- Problem to solve
Look for the line with "Shelf-audit ticket. Put a marker on every instance of the smooth" in the entries below, then extract that line and all lines after it exactly, with pictures left out.

- Material

• • • • •

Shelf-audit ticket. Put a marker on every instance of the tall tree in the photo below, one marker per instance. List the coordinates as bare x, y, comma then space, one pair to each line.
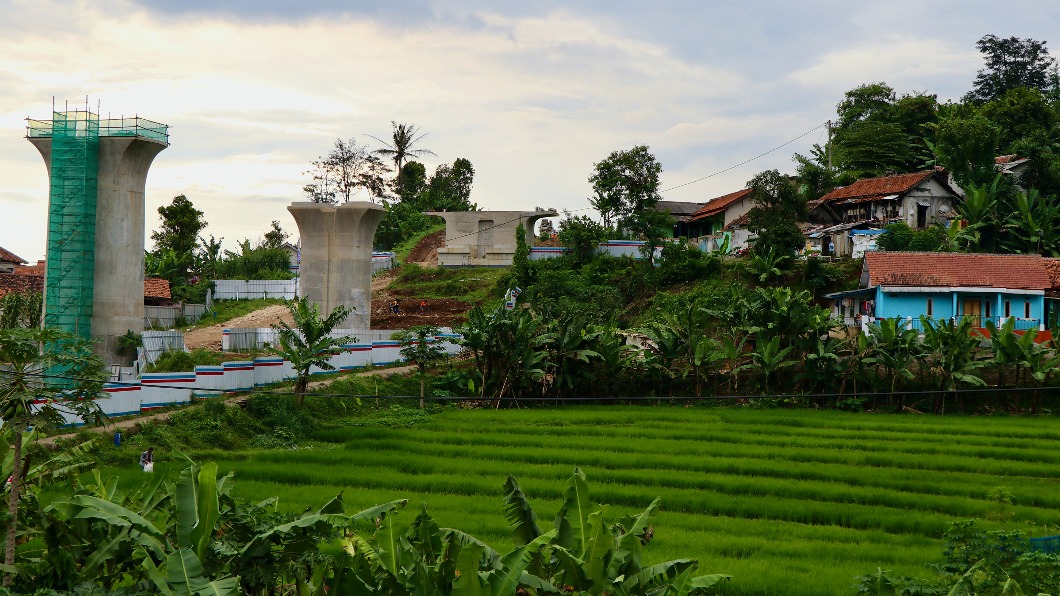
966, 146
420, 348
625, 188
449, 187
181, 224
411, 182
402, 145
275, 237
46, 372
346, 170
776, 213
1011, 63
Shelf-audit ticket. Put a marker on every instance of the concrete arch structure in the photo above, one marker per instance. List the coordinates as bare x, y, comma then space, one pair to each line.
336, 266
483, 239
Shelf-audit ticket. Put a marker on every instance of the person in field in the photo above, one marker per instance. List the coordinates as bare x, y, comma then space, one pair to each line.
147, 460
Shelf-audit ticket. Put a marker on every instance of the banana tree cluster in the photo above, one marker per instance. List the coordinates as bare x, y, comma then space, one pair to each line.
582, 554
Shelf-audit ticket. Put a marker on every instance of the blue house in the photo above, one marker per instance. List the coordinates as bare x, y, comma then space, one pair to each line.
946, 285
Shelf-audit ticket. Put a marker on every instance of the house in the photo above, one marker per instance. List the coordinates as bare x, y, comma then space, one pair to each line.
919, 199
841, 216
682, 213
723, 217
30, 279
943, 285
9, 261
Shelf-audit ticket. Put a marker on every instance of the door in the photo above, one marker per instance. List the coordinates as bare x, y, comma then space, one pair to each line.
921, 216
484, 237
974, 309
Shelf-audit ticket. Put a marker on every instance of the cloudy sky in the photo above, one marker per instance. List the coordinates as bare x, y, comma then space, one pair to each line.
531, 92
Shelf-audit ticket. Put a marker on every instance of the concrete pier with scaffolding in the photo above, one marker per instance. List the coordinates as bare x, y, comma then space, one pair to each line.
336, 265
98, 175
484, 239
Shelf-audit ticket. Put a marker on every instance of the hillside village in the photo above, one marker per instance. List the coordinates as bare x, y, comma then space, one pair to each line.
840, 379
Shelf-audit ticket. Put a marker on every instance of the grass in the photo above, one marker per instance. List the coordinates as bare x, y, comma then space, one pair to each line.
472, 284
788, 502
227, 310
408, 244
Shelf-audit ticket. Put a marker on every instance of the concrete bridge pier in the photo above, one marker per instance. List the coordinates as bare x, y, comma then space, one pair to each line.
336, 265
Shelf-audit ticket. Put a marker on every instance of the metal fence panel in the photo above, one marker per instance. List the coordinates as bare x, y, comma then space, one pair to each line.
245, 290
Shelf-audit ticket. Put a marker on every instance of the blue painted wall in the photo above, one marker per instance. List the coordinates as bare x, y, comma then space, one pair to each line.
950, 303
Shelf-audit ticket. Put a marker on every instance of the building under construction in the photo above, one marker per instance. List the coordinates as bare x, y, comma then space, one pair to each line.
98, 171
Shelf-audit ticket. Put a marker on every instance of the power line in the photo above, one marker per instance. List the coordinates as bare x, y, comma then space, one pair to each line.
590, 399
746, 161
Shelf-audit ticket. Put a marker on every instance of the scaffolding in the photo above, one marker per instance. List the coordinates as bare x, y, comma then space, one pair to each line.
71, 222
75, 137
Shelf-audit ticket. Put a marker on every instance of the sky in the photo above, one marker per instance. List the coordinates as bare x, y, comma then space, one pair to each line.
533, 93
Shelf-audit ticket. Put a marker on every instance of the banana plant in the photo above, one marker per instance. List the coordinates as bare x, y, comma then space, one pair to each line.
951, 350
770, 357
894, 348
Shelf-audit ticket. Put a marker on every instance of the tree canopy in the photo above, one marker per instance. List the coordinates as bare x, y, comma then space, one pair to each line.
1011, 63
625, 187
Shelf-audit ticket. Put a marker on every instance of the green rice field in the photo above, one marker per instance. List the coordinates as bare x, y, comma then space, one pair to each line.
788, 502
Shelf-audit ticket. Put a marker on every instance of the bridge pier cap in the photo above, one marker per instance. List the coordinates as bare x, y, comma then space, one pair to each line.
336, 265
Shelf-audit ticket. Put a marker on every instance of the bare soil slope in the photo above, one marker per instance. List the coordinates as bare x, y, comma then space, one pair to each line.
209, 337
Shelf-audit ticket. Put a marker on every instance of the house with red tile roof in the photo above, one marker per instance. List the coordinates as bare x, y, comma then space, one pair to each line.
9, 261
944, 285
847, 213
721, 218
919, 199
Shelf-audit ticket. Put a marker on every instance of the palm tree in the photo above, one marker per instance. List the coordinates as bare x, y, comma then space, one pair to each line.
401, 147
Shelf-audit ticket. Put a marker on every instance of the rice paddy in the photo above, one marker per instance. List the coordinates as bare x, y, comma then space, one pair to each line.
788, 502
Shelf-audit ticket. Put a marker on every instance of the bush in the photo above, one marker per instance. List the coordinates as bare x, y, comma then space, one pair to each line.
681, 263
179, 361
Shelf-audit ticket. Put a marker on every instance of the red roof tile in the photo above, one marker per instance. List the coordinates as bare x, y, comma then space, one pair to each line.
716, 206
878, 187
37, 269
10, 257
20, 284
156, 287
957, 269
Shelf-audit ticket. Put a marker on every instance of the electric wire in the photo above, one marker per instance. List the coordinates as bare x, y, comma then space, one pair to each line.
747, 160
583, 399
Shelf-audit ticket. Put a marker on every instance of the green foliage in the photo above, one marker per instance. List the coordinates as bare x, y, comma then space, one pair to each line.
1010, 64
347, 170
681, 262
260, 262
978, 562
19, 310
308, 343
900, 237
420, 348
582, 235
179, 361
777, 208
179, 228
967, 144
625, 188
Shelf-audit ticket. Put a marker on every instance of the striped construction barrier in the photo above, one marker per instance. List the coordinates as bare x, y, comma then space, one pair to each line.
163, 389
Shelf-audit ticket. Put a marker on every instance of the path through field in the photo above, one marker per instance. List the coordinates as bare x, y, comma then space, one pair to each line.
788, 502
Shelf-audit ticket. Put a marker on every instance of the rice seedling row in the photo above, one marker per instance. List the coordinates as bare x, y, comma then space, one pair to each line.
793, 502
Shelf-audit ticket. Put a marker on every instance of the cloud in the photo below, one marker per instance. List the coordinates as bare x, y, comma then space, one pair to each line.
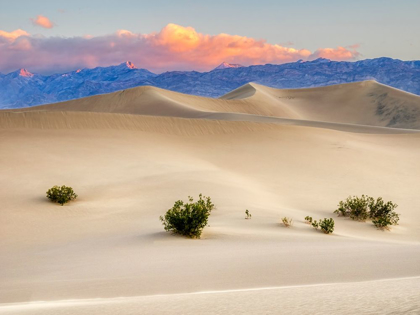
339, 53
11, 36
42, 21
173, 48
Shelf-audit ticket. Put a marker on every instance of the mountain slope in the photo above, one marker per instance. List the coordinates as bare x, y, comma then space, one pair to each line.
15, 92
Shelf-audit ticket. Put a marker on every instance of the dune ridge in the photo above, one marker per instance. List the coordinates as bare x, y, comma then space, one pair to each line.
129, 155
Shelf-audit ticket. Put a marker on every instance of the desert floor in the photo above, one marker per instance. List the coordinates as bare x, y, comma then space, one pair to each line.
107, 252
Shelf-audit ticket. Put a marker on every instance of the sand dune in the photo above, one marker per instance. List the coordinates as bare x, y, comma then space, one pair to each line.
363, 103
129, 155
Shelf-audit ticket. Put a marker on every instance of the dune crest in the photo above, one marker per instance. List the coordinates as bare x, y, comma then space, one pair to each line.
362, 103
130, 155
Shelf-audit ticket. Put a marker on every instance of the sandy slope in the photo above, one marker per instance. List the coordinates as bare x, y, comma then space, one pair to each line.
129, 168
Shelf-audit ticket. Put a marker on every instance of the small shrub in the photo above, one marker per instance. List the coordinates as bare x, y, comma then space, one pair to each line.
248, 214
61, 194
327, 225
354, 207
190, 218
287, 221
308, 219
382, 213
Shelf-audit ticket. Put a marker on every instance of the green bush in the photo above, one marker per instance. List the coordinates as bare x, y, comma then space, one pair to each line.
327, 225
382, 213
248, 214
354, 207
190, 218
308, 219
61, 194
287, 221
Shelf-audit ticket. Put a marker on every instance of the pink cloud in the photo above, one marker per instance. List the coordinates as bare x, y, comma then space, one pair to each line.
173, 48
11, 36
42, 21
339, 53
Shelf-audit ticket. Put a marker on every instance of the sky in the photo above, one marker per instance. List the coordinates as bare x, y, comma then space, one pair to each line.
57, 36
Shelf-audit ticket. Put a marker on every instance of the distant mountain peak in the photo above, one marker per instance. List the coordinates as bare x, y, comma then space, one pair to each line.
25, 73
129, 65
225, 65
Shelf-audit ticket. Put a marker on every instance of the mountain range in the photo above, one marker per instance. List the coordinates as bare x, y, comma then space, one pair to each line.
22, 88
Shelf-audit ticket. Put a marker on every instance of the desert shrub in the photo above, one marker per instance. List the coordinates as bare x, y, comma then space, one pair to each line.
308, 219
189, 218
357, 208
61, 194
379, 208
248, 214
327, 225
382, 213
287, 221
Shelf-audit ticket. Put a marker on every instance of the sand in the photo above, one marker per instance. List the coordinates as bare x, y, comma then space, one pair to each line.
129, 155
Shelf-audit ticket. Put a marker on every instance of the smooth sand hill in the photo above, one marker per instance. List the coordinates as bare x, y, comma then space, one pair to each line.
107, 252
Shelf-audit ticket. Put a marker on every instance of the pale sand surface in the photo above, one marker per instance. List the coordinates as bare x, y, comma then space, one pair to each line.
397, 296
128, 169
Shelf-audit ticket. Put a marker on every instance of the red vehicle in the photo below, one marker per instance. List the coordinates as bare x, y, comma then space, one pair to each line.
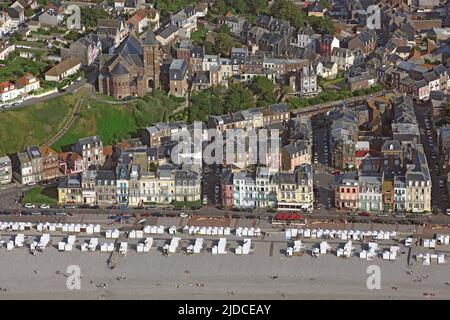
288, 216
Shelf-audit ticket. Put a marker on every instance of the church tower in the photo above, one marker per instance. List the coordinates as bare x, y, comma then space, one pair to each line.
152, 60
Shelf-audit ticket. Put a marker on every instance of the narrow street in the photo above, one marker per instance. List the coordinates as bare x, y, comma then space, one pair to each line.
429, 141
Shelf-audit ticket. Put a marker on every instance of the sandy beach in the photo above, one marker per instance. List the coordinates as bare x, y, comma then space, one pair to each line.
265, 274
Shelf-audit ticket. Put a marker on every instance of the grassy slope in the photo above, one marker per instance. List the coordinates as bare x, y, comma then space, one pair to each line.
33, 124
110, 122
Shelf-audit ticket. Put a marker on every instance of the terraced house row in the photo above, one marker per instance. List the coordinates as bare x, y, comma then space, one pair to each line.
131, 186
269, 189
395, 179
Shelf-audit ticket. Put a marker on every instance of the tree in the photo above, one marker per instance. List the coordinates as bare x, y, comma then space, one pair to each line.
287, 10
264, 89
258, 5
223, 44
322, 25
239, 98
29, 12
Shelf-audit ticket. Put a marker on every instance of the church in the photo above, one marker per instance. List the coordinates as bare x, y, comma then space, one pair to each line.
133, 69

• • • • •

- Completed task
Shelf-audit ticket. Put a marker on every instance of the smooth sand hill in the photo above, one marker per instance. List the coordinates as bare x, y, comma then space, one pair to each line.
107, 252
Shelf-audit ticket. Put a marker on every instance of the pale sand surface in the photo above, one marker per instance. List the coordinates as bare x, y, comma then space, one pair to each line.
397, 296
128, 169
Shelf-audit ticket. Put a marker on every instance of the red vehicle in the photo below, one marker per instance. List the coordinates as bare x, y, comma then space, one pair to each line.
288, 216
Shelf-audit ticket. Put a marker on every instance of the church tower in the photo above, one marker per instance. List the coordinates as bare x, y, comma then space, one pair to each line.
152, 60
Shelf-audit ticket. Put a marker on every instance of the narrow street in the photo above, one marker per instance. List the coordinates as bare x, y, comma then space, one pair to each line.
429, 141
Shelf-audit ticket. Put a marker on every instance of the sandy beach in the photo above, one marker per instance. List the coordinates as bare x, y, comma then space, one pair to each line.
265, 274
Shelf-audit ticket. Put a marker on every instance of the grassy slope in the photo above, one marker per instance. List the coordinates as bare x, y, comma then space, one pair to each line.
33, 124
110, 122
Shelf-audit ticket. Put a marker on every instance of the terraced house row in the photo above, one marker per instance. List the coordinates as bare x, y, comma then space, one pair to each line.
131, 186
269, 189
395, 179
Shelf-audit ticket. Put a marker on every instance of the tree in the photo above, one marker per instance. List the coordinates as bare x, y, comma then space, one pair to each line.
287, 10
264, 89
258, 5
223, 44
322, 25
239, 98
29, 12
Shelf-audit ticket. Put a marker on every instance of the church in the photo above, one marker per instance. List the coordinates as bare x, y, comma then space, one pair to each line.
133, 69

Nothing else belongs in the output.